Please copy the records word for word, starting at the line that contains "Give every instance of the hummingbird's head" and ending at the last line of the records.

## start

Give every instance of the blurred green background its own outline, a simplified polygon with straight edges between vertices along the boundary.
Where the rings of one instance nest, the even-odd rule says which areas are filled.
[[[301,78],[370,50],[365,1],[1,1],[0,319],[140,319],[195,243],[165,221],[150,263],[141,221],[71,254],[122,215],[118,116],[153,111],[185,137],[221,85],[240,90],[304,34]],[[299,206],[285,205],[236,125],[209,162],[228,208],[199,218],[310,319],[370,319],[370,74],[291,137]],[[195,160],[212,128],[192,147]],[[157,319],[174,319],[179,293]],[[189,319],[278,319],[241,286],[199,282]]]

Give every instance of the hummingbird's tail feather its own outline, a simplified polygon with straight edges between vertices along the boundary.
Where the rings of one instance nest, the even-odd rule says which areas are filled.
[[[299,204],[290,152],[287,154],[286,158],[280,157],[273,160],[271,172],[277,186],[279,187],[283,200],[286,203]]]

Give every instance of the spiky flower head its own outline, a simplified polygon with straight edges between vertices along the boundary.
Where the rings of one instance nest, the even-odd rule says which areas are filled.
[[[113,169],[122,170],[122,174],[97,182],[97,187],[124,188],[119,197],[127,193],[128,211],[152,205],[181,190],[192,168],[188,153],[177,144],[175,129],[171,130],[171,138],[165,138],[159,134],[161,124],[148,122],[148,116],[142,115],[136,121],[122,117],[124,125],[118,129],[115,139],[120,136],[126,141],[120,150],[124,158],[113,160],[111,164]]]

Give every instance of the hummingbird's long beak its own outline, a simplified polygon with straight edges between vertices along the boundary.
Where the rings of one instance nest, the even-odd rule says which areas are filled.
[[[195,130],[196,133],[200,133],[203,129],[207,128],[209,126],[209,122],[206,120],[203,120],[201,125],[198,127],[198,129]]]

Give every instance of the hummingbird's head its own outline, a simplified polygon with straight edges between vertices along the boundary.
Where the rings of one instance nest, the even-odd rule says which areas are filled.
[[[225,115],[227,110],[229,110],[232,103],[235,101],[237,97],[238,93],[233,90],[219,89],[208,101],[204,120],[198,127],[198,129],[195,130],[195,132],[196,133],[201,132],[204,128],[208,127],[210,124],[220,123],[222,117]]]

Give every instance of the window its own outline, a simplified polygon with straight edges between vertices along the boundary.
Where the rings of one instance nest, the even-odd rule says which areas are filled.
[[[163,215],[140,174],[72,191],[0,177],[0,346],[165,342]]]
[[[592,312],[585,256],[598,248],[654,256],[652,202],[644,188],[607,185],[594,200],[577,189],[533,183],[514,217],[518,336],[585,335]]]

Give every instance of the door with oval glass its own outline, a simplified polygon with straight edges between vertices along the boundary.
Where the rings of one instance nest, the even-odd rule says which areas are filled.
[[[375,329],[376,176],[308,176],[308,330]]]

## end

- [Solution for this problem]:
Give every instance of the hummingbird's head its own outline, a simplified polygon with straight edges between vertices along the boundary.
Where the rings of one instance nest, the even-odd rule says which areas are filled.
[[[225,115],[227,110],[229,110],[232,103],[235,101],[237,97],[238,93],[233,90],[219,89],[208,101],[204,120],[198,127],[198,129],[195,130],[195,132],[196,133],[201,132],[204,128],[208,127],[210,124],[220,123],[222,117]]]

Give every instance of the window its own outline, a simplified polygon with straight edges between vertices along the boundary.
Where the rings of one instance nest, the even-odd rule says which areas are filled.
[[[163,215],[140,174],[72,191],[0,177],[0,346],[165,342]]]
[[[592,312],[585,256],[598,248],[654,256],[652,202],[644,188],[607,185],[594,200],[577,189],[533,183],[514,217],[518,336],[585,335]]]

Give every instance of the door with oval glass its own outline, a simplified polygon with straight edges between vertices along the boundary.
Where the rings of one instance nest, the even-odd rule says which areas are filled.
[[[375,329],[376,176],[308,176],[308,330]]]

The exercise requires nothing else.